Problem: In the passage below about the custody ruling, please list every child Allen was seeking custody of.

Given passage:
****************

We can add a bit to the judge's ruling. In 1994 the court that heard Allen's appeal of the custody ruling wrote that the “various psychiatric experts who testified or otherwise provided reports” expressed “the clear consensus” that Allen's “interest in Dylan was abnormally intense in that he made inordinate demands on her time and focused on her to the exclusion of Satchel and Moses even when they were present.” Satchel and Moses were Dylan's brothers, and Allen was seeking custody of them along with Dylan. In fact Satchel was supposedly Woody Allen's own biological son. (The boy, after a name change and the passage of two decades, is now Ronan Farrow, the soon-to-be TV host for MSNBC.)

****************

Entries shown:

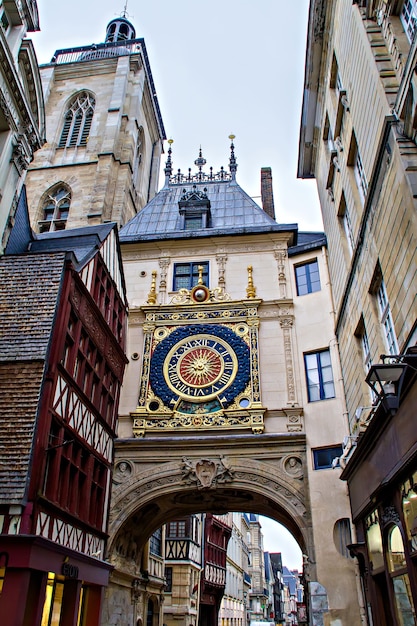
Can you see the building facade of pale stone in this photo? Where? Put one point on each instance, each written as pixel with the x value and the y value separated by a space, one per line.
pixel 22 116
pixel 234 607
pixel 233 399
pixel 104 134
pixel 358 139
pixel 209 270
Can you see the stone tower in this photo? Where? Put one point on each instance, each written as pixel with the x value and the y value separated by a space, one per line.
pixel 104 134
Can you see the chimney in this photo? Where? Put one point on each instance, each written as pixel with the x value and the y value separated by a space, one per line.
pixel 267 194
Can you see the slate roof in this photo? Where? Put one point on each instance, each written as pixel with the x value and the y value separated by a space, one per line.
pixel 82 242
pixel 29 293
pixel 20 385
pixel 29 288
pixel 233 212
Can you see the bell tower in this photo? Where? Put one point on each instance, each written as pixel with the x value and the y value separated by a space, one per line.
pixel 104 136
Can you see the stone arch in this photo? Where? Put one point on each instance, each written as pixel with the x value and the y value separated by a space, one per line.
pixel 146 498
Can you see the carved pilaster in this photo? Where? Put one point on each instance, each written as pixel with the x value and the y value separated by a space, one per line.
pixel 148 330
pixel 286 320
pixel 164 263
pixel 221 264
pixel 281 256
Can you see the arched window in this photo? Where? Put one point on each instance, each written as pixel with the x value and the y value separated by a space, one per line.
pixel 77 122
pixel 55 209
pixel 138 158
pixel 397 567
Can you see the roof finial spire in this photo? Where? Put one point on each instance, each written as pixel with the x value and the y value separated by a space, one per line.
pixel 232 160
pixel 168 166
pixel 200 162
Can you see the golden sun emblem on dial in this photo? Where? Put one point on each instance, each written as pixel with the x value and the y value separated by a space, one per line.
pixel 200 366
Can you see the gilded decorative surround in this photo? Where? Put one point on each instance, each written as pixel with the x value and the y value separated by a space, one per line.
pixel 200 366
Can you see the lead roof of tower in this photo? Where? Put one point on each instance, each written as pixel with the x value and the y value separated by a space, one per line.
pixel 232 210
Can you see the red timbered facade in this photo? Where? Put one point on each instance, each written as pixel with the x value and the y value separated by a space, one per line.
pixel 62 337
pixel 213 581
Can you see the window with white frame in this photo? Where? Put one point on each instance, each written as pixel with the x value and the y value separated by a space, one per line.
pixel 386 320
pixel 360 176
pixel 55 209
pixel 77 121
pixel 319 374
pixel 355 160
pixel 307 277
pixel 346 222
pixel 366 352
pixel 186 275
pixel 409 18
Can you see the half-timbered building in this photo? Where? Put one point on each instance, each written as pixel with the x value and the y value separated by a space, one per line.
pixel 62 333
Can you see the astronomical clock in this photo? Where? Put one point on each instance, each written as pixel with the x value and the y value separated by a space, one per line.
pixel 200 363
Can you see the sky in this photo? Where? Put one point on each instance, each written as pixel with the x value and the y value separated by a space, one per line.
pixel 220 67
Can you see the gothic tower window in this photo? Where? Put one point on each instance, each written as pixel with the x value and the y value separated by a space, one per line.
pixel 55 209
pixel 138 158
pixel 77 121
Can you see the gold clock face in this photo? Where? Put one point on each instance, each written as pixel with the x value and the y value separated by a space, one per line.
pixel 200 367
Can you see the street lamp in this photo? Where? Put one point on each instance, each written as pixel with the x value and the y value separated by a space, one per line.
pixel 386 381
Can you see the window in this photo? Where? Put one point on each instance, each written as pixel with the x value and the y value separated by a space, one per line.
pixel 344 216
pixel 355 160
pixel 342 536
pixel 77 122
pixel 55 209
pixel 319 376
pixel 409 18
pixel 155 542
pixel 178 529
pixel 307 278
pixel 186 274
pixel 168 579
pixel 386 320
pixel 193 222
pixel 365 349
pixel 323 457
pixel 3 564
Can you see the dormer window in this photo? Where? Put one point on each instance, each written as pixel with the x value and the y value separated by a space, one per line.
pixel 194 209
pixel 193 222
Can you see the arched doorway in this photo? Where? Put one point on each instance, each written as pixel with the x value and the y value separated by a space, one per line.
pixel 155 486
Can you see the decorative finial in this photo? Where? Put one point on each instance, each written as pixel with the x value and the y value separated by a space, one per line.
pixel 168 166
pixel 201 161
pixel 152 293
pixel 250 289
pixel 232 161
pixel 200 275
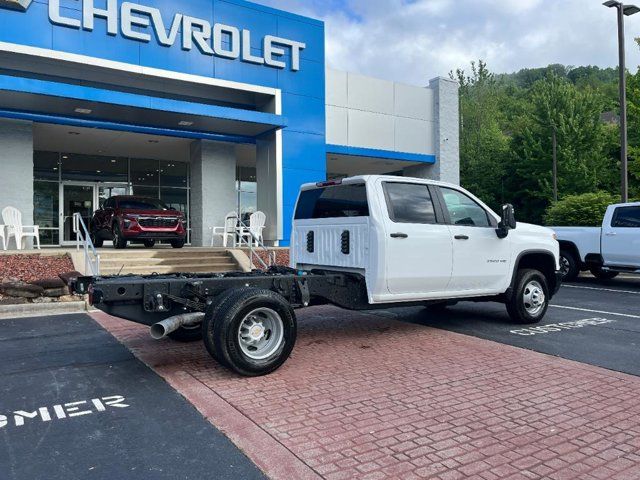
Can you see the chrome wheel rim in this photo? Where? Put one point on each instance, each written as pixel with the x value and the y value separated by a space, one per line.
pixel 261 333
pixel 533 298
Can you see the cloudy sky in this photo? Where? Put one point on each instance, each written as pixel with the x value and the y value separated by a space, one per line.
pixel 415 40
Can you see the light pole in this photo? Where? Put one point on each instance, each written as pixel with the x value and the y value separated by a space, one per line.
pixel 622 11
pixel 555 163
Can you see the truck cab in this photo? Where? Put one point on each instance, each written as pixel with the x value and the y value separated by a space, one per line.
pixel 606 251
pixel 359 243
pixel 416 240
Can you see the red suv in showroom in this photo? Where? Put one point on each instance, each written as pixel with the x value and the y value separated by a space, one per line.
pixel 134 219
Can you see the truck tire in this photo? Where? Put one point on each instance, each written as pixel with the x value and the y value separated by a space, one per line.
pixel 569 266
pixel 192 333
pixel 603 274
pixel 251 331
pixel 530 299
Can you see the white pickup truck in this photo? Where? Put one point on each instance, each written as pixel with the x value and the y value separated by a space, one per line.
pixel 361 243
pixel 606 251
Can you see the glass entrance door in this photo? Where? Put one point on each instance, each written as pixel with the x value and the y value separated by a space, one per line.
pixel 76 198
pixel 84 198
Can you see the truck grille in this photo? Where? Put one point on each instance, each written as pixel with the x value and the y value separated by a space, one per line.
pixel 158 222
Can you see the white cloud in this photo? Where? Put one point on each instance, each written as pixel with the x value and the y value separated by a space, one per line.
pixel 415 40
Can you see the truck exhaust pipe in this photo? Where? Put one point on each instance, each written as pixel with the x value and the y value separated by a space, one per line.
pixel 165 327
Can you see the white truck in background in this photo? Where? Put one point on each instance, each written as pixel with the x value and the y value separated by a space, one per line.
pixel 359 243
pixel 606 251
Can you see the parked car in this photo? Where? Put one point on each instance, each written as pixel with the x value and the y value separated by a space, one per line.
pixel 359 243
pixel 124 219
pixel 606 251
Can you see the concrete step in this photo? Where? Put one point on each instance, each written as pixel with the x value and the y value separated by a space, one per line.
pixel 183 268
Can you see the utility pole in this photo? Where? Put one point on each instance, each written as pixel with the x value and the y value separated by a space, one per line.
pixel 555 164
pixel 622 10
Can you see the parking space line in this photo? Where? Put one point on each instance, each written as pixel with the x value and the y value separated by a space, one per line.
pixel 602 289
pixel 596 311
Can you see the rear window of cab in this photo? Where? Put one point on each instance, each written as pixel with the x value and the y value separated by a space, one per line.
pixel 337 201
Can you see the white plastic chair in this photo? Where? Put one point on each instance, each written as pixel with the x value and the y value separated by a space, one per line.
pixel 228 230
pixel 257 222
pixel 12 218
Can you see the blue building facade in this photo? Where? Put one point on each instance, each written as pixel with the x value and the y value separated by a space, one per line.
pixel 212 71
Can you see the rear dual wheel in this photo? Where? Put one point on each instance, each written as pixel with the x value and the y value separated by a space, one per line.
pixel 530 299
pixel 251 331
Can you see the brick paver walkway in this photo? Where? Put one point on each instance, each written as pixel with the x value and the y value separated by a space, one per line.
pixel 368 397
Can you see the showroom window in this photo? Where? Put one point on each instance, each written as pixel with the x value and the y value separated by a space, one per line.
pixel 56 174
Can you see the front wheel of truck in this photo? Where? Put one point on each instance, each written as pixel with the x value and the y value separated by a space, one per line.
pixel 252 331
pixel 530 299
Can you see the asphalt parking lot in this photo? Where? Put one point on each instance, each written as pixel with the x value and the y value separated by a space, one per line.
pixel 77 404
pixel 386 394
pixel 589 321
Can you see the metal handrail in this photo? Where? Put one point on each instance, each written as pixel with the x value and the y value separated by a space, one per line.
pixel 91 255
pixel 271 255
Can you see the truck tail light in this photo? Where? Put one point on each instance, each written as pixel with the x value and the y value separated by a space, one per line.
pixel 345 242
pixel 329 183
pixel 310 242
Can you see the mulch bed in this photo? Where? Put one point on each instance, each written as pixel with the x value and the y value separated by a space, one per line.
pixel 282 256
pixel 32 267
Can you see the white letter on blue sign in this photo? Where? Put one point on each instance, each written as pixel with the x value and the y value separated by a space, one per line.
pixel 55 17
pixel 111 14
pixel 129 20
pixel 247 56
pixel 200 36
pixel 219 30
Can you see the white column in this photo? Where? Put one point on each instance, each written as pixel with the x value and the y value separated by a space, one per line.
pixel 446 115
pixel 269 178
pixel 213 188
pixel 16 164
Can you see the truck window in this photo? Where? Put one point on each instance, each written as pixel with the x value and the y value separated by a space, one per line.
pixel 463 210
pixel 626 217
pixel 409 203
pixel 333 202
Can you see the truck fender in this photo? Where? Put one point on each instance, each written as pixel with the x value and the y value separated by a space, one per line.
pixel 542 260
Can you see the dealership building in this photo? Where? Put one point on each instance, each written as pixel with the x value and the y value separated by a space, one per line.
pixel 212 106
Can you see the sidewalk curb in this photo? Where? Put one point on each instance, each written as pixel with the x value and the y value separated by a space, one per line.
pixel 41 309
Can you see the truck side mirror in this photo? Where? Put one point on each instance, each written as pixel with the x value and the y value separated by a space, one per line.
pixel 507 222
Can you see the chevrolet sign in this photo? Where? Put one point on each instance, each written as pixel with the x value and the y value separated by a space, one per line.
pixel 141 23
pixel 21 5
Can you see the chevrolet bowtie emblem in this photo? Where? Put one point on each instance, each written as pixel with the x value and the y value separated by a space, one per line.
pixel 20 5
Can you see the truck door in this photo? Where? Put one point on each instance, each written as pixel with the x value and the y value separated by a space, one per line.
pixel 621 237
pixel 481 260
pixel 419 257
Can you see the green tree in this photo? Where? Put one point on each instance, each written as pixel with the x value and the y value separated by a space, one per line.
pixel 586 210
pixel 633 116
pixel 555 103
pixel 484 147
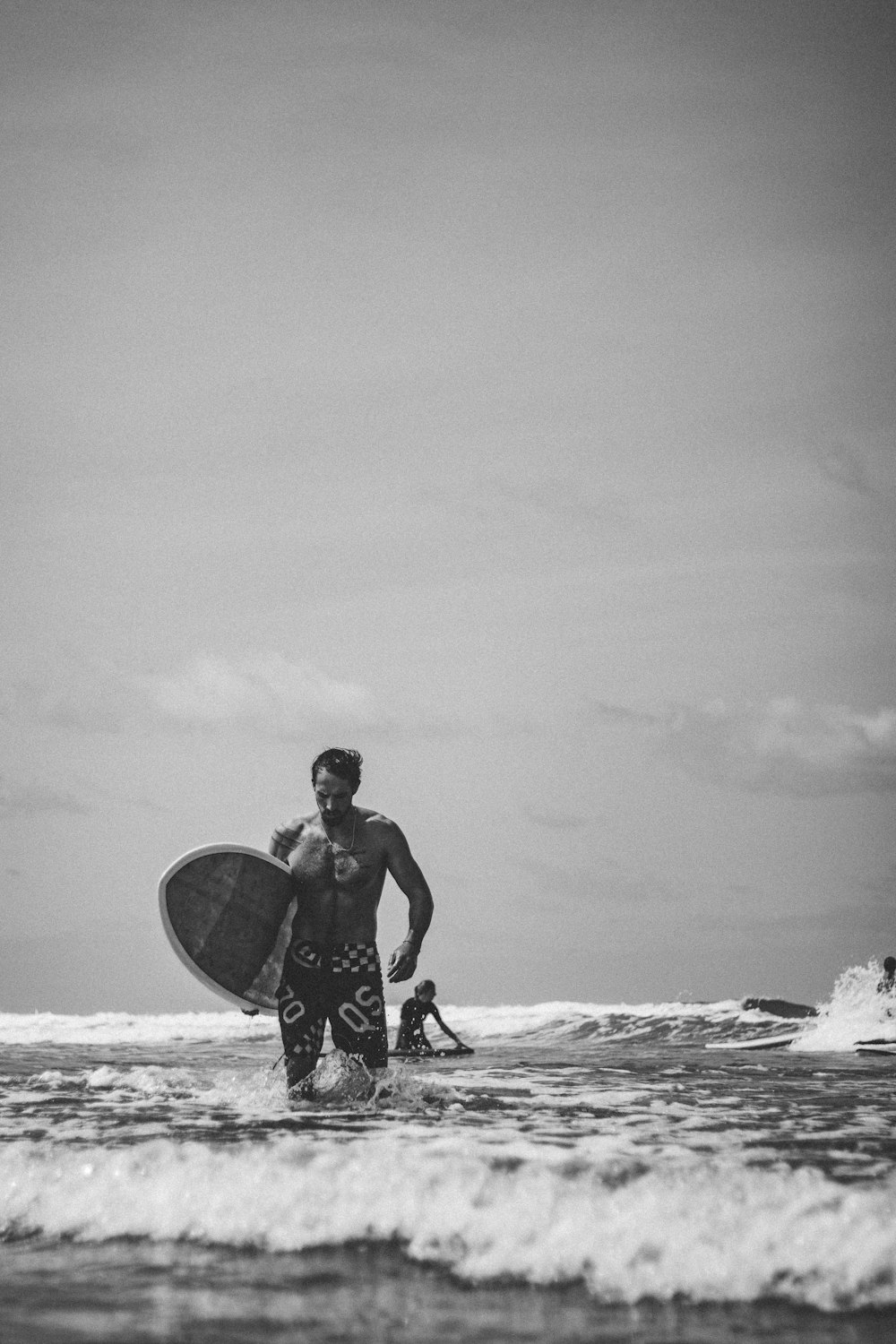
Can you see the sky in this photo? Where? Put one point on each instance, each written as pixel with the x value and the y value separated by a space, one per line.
pixel 504 390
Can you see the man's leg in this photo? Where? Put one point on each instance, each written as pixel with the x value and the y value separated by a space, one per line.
pixel 357 1005
pixel 303 1011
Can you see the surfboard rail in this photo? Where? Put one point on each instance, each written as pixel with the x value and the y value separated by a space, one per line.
pixel 168 883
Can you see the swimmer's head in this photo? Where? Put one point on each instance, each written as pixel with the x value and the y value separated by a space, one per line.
pixel 340 761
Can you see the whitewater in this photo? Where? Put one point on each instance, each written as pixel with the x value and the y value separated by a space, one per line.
pixel 591 1172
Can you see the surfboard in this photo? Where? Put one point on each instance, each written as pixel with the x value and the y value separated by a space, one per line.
pixel 430 1054
pixel 228 911
pixel 754 1043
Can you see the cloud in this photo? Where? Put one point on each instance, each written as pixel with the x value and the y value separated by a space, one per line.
pixel 263 691
pixel 30 798
pixel 783 746
pixel 845 467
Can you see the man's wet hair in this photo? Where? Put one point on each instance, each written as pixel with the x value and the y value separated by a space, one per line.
pixel 340 761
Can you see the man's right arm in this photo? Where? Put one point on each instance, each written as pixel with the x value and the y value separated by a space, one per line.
pixel 285 840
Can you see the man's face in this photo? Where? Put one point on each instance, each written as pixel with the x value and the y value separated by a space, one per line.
pixel 333 796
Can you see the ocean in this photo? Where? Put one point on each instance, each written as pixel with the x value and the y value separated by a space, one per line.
pixel 592 1172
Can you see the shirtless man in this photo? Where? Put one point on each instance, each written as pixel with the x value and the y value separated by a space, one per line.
pixel 340 855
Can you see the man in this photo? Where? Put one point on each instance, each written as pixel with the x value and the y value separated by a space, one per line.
pixel 340 855
pixel 411 1037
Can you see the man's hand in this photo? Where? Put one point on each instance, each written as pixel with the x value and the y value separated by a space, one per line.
pixel 402 964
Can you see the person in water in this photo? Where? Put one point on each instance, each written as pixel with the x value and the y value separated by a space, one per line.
pixel 339 857
pixel 411 1037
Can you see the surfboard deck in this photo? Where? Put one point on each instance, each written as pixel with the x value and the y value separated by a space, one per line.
pixel 228 913
pixel 430 1054
pixel 755 1043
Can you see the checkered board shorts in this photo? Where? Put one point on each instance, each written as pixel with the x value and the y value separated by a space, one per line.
pixel 341 986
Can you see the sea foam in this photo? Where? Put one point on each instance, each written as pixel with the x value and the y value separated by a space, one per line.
pixel 710 1231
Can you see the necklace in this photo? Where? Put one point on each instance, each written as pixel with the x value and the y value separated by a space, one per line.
pixel 341 849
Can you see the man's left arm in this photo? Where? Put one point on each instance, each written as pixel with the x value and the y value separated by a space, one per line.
pixel 401 863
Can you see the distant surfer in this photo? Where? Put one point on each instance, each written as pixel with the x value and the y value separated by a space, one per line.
pixel 339 857
pixel 411 1038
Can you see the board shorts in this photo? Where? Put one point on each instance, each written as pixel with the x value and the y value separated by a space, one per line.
pixel 339 984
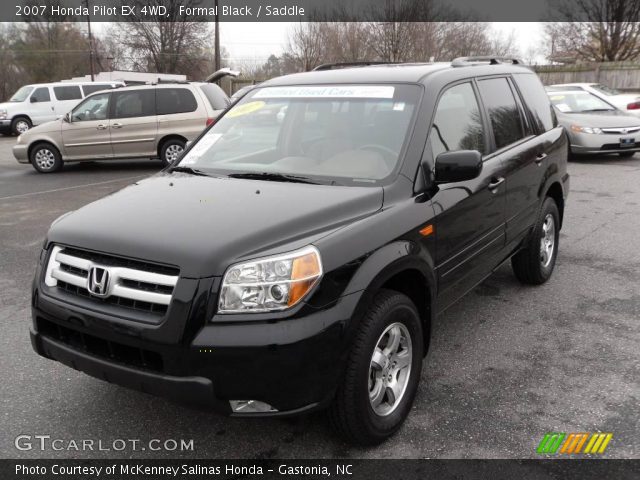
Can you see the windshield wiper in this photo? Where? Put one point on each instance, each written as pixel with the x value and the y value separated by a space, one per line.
pixel 275 177
pixel 192 171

****************

Output of the exercise: Dylan, Satchel, Moses